* MATERIAL FOR THIS EXERCISE *
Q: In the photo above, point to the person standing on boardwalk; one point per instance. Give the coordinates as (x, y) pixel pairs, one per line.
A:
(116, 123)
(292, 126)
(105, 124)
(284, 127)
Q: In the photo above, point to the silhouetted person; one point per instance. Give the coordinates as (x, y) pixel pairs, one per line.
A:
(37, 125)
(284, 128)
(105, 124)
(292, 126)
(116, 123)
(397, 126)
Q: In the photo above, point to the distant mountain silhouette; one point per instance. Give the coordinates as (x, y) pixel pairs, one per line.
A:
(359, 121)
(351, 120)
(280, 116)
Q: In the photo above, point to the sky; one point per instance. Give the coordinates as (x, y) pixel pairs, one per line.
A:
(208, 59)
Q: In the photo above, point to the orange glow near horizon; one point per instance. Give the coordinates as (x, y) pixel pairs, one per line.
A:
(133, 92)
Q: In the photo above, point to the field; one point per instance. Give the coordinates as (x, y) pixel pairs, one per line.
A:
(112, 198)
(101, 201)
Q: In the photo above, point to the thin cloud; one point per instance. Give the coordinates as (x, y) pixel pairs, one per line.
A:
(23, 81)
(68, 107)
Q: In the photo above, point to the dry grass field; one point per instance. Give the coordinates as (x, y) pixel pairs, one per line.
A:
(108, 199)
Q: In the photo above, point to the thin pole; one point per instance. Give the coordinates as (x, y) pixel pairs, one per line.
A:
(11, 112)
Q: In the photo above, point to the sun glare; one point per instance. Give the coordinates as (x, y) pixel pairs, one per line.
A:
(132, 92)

* WHAT NEEDS TO BE DONE *
Transcribe the records exactly as given.

* SOLUTION TO THIS TASK *
Q: In the photo above, point to the person standing on boardwalk; one point per instance. Give the coordinates as (x, y) pixel pairs, one per line.
A:
(116, 123)
(292, 126)
(105, 124)
(284, 127)
Q: In the photo above, point to the silhouetted person; one point per instance. Give the coordinates as (x, y) pixel pairs, one per line.
A:
(37, 125)
(284, 128)
(105, 124)
(292, 126)
(116, 123)
(397, 126)
Q: In the photo above, point to the distant mountain silhouette; one point per instance. Give the coordinates as (x, y) pixel pairs, one per line.
A:
(359, 121)
(351, 120)
(280, 116)
Q: In the photo above, point to the sky; one point per instance. Give the coordinates as (x, y) pixel pairs, one per line.
A:
(208, 59)
Q: In the photo above, point to the orange glow near horizon; one point per instance. Give the coordinates as (x, y) pixel pairs, one per line.
A:
(133, 92)
Q: In the photo above, point to the field; one point per instance. Give the coordinates as (x, y) pixel pairs, one per line.
A:
(112, 198)
(101, 201)
Q: In the photo above, point to the thin cloud; one point per instance. Give the coordinates as (x, y) pixel pairs, one per line.
A:
(23, 81)
(68, 107)
Q: In the photo above, point to the dry grass field; one point per instance. Give the coordinates as (x, y) pixel pairs, one per line.
A:
(108, 199)
Q: In the photo above, point to the thin pole; one point per instance. Give the coordinates as (x, y) pixel pairs, one per line.
A:
(11, 112)
Q: In the photo above, point to the sun glare; one point per instance. Give the coordinates as (x, y) pixel pairs, one per line.
A:
(132, 92)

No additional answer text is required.